— 提供抜粋 —
* * * * * * *

ホーム > 阿蘇山衆徒

阿蘇山衆徒

概要

山林修行は元来、仏教において重要な修行方法の一つです。奈良時代末、南部仏教の退廃に伴い、都を捨てて各地の霊山へこもる僧侶が現れ、山岳仏教の興盛はその傾向を強めました。阿蘇山を修業の場とした僧侶の存在を示す最古の記録は建久6年(1195)の阿蘇文書の史料でした。
鎌倉時代、僧侶たちは組織の整備をすすめ、南北朝初期には阿蘇文書により「顕密勤行之祈祷僧」が衆徒と称して、内談という合議制を持ち、年行事を定めて阿蘇一山を運営し、「常住不断之行者」である久住を配下におきました。同時期、開祖再栄読師の旧室と伝える西巌殿寺を本堂として、衆徒・行者の坊舎、両者に仕える山伏たちの庵室が次々と設けられました。しかし衆徒の支配による一山の発展も領主・阿蘇氏により規制されました。戦国期、衆徒方の三坊職が行者方に与えられたのは一つの象徴です。

* * * * * * *

画像領域ラベル付け項目:

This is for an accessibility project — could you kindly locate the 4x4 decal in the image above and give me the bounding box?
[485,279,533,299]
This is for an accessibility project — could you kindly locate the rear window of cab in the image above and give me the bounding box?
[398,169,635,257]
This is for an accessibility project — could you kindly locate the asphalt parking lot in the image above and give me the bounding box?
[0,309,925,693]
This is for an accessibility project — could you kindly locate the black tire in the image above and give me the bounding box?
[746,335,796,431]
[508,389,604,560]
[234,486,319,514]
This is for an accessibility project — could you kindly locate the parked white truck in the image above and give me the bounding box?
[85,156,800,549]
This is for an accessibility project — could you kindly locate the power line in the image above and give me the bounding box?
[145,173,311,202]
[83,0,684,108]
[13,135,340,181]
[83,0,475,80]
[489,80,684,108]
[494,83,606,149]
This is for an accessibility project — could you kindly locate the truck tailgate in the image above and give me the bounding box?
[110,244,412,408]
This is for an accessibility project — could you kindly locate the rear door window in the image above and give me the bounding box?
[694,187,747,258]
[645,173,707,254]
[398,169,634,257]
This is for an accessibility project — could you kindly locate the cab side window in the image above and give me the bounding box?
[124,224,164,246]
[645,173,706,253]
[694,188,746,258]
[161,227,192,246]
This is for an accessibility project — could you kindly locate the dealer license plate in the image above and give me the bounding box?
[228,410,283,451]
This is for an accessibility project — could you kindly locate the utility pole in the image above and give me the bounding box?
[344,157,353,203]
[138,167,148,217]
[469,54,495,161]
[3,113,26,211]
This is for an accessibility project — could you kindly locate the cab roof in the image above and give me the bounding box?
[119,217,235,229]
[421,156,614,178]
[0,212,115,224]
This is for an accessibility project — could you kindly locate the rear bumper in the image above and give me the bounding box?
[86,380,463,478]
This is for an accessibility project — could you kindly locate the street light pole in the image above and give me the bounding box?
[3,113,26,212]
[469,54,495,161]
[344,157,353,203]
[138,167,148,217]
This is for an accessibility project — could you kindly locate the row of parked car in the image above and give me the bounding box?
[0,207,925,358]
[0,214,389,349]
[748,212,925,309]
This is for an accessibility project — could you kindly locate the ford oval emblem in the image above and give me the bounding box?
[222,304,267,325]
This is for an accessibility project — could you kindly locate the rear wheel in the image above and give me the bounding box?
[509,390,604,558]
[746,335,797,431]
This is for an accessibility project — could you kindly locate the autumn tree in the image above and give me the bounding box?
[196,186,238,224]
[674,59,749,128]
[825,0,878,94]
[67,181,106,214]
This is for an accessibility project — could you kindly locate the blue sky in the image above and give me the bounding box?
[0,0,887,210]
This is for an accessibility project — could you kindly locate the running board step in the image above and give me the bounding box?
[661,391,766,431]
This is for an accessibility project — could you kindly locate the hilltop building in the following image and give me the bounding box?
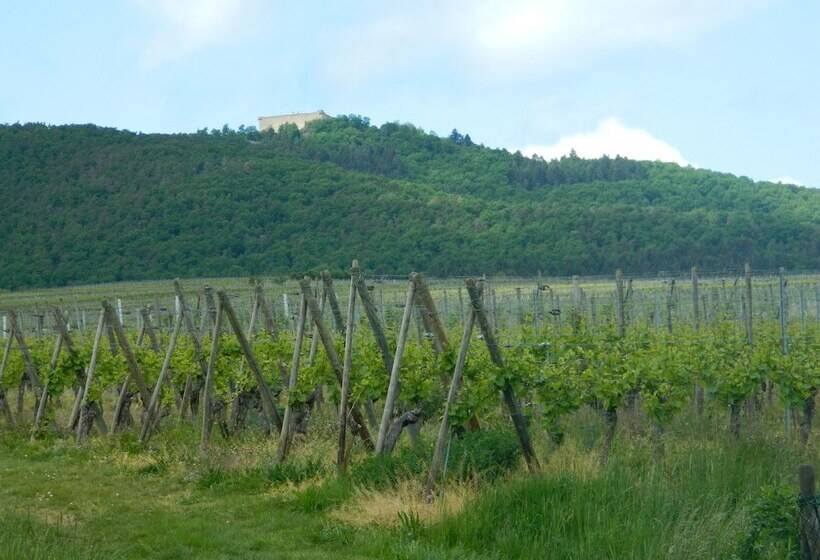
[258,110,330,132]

* * * * * * *

— 設定課題 —
阿蘇山衆徒に関する文章を、最後の文の後から書き継いでください。

— 課題への解答 —
この結果、坊職は衆徒方20、行者方17と定まりました。戦国末の混乱に伴って一山は退転を余儀なくされましたが、加藤清正によって麓に再興されました。
再興後は衆徒方の学頭坊が一山の中心・衆頂となり明治4年(1871)の廃寺まで主導しました。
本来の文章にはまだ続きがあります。